Saved entries:

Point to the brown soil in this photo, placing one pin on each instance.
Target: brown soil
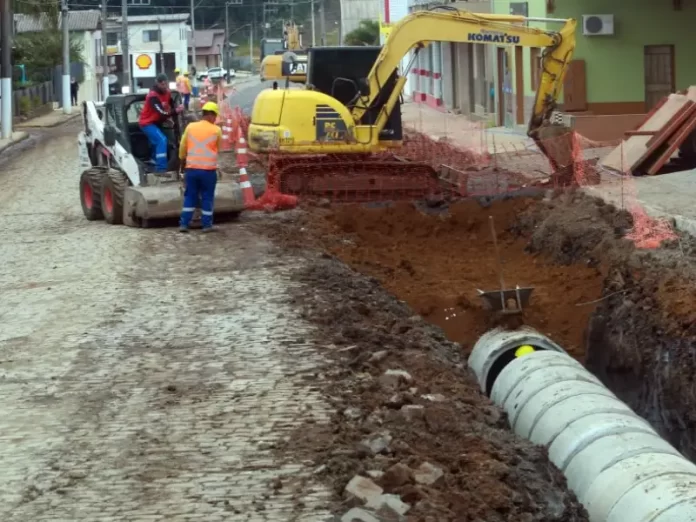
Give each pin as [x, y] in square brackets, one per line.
[436, 263]
[639, 306]
[489, 474]
[642, 336]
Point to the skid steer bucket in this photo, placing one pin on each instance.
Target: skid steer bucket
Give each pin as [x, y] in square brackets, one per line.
[164, 200]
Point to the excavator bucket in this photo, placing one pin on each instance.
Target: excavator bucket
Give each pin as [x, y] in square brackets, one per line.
[164, 201]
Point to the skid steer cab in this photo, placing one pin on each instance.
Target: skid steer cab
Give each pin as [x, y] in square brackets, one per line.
[118, 182]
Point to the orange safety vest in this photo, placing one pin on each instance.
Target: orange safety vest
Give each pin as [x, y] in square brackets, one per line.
[182, 84]
[201, 145]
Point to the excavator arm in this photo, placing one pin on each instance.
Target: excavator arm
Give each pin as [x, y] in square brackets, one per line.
[452, 25]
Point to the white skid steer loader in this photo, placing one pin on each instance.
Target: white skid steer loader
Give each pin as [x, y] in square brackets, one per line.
[117, 182]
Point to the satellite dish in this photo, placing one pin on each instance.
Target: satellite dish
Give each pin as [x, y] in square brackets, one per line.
[289, 57]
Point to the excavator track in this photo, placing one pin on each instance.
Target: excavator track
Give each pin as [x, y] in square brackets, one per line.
[341, 179]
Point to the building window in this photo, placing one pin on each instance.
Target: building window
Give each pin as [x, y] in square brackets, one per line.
[151, 35]
[535, 62]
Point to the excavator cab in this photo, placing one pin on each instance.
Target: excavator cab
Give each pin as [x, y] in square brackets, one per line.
[341, 73]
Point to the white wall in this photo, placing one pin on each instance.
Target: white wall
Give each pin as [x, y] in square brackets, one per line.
[353, 11]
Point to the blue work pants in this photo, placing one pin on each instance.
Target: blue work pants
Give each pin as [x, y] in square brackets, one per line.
[159, 146]
[200, 187]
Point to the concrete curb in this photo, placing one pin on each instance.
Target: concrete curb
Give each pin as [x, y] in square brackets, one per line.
[3, 148]
[28, 124]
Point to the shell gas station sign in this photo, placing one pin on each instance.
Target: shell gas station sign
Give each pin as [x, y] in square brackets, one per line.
[144, 65]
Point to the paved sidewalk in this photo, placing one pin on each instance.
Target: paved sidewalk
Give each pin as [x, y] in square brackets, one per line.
[147, 376]
[52, 119]
[18, 136]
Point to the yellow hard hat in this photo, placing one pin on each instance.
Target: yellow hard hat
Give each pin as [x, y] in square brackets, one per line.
[211, 107]
[524, 350]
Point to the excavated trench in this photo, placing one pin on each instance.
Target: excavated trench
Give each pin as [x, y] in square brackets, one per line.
[629, 315]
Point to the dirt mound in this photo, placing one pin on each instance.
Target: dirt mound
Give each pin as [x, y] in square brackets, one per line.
[430, 416]
[642, 335]
[436, 262]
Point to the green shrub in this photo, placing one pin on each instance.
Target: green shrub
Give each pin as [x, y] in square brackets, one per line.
[24, 105]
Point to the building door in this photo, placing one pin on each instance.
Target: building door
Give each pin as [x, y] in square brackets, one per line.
[659, 73]
[504, 91]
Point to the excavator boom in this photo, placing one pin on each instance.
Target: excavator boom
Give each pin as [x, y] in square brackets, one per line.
[453, 25]
[346, 113]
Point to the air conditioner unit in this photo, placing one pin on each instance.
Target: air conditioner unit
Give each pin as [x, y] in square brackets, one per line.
[595, 25]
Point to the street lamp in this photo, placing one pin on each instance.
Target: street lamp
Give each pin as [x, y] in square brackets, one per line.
[227, 31]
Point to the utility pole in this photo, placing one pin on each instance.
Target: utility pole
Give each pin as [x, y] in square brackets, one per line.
[193, 42]
[125, 47]
[251, 48]
[6, 69]
[159, 37]
[322, 22]
[67, 102]
[226, 61]
[105, 57]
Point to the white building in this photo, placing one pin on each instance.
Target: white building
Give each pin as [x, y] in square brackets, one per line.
[354, 11]
[157, 43]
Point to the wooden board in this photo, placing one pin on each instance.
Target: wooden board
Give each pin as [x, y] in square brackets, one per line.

Goal.
Print every record above exactly as written, leaving out the pictures.

Solution to the exercise.
Point to the brown soil in this photo, placing one pin on each instance.
Target: brown soil
Give each pin as [x, y] in square brackets, one per line.
[436, 263]
[639, 306]
[489, 474]
[642, 336]
Point to the skid steer bucket in this photo, placing one pin on each instance.
Target: skid steer bucket
Give each pin as [x, y] in square brackets, one per line.
[164, 200]
Point to the excavator bucket in this photo, placing one pin on each instance.
Target: excavator bucket
Give each pin as [x, y] in square brackets, one per line.
[164, 201]
Point to the skid steer cab in this photo, placing one pin on each instance.
Target: skid steer cab
Give each pin as [x, y] in square brackets, one per line.
[118, 182]
Point to the orange safety vest in this photo, placing one pin on each instance.
Target: orange safety vest
Give each pin as [x, y] in square brackets, one per line.
[182, 84]
[201, 145]
Point to the excavator arm in this photo, placing one pin on each instance.
Target: excavator arm
Give each pin as [x, y] in square brackets, one per line.
[452, 25]
Point to the white skid steer loader in this photo, placing one pin on each instance.
Target: white skid steer loader
Give each pin as [x, y] in square brackets, one per line.
[117, 182]
Point to the satellite dish in this photo, placing one pin on each instance.
Target: satellite dish
Give each pin as [x, y] in square brackets, one per line.
[289, 57]
Point to the excavator track in this photo, placing one pin on each instance.
Target: excavator track
Give each pin as [x, y] in square brackets, one per line.
[341, 179]
Point to the building window in this photo, placing one pin on each instance.
Target: building window
Give each pin as [x, y] in square brackets, one per line.
[151, 35]
[535, 62]
Point to the excavator cab in this photo, placing one pin on each instance.
Target: excavator cab
Give each pin as [x, y] in square brackets, one per line.
[341, 73]
Point to the white wall in this photo, placing one pin on each instance.
Target: white wall
Give each pin as [x, y] in square brackets, one per line.
[353, 11]
Point to the blue work pants in this photo, placing one pin on each instance.
Target: blue work pants
Give each pin as [x, y] in square brackets, one per line.
[159, 146]
[200, 187]
Point to the concrete curb in this photo, placing one pin on each instance.
Target: concrete curb
Give each pin as [x, y] in square brackets, one per line.
[3, 148]
[28, 124]
Point to the shell gas station sign in this photo, placing one pin on each instance.
Target: shell gas station sign
Give each pin as [x, y] in square brackets, one per line.
[144, 65]
Point to the paved sidewalk in this photo, placing one pin on each instance.
Target: paved sidewalk
Give each pin as [x, y] in square brackets, one per line.
[147, 376]
[52, 119]
[18, 136]
Point to the yellow hard hat in this photo, placing one pin on each instance.
Target: yellow hard hat
Give each pin as [x, y] in square brackets, one per line.
[211, 107]
[524, 350]
Point to the excavated trench in this photo, placing one pin on each instance.
Target: excavated trench
Give each pin as [x, y] in square brackets, one per line.
[629, 315]
Point to the dirt mound in this photo, placing one pin on each instance.
Target: dirt mound
Give each pin as [x, y] in square brackets, one per line.
[430, 416]
[642, 335]
[436, 262]
Point to the green shrub in this photo, placing one pin on each instance.
Target: green shrub
Give each pin as [x, y] in square brackets, one per line.
[24, 105]
Point to the building door in this photo, placing one pin on each instance.
Target: building door
Give each pin as [x, y] in square brackets, one per line.
[659, 73]
[504, 91]
Point to the excavator boom in this photo, placing one pin on each instance.
Target: excavator boom
Give each pin as [x, y] in square brackets, one per line.
[453, 25]
[346, 113]
Point to the air conditioner unit in this photo, placing one pin on each instance.
Target: air conditioner unit
Give each pin as [x, y] in square brackets, one per line.
[595, 25]
Point to the street lamp in this photo, placing one pin on each instance.
Target: street lamp
Give each pin as [x, y] in square brackets, one per line.
[227, 31]
Point to the utility pole in this photo, placing one pin on each instance.
Target: utility pole
Give each pin as [x, y] in square brackets, one per line.
[193, 42]
[125, 47]
[251, 48]
[6, 69]
[159, 37]
[322, 22]
[67, 102]
[226, 61]
[105, 57]
Point to the white building in this photo, placing one pin on each instance.
Target: white building
Give each pin as [x, y] in square brackets, one per line.
[354, 11]
[157, 43]
Point to the wooden board in this photo, placing one pin on each instance.
Target: wooden board
Give each pin as [x, y] in square brackets, one per line.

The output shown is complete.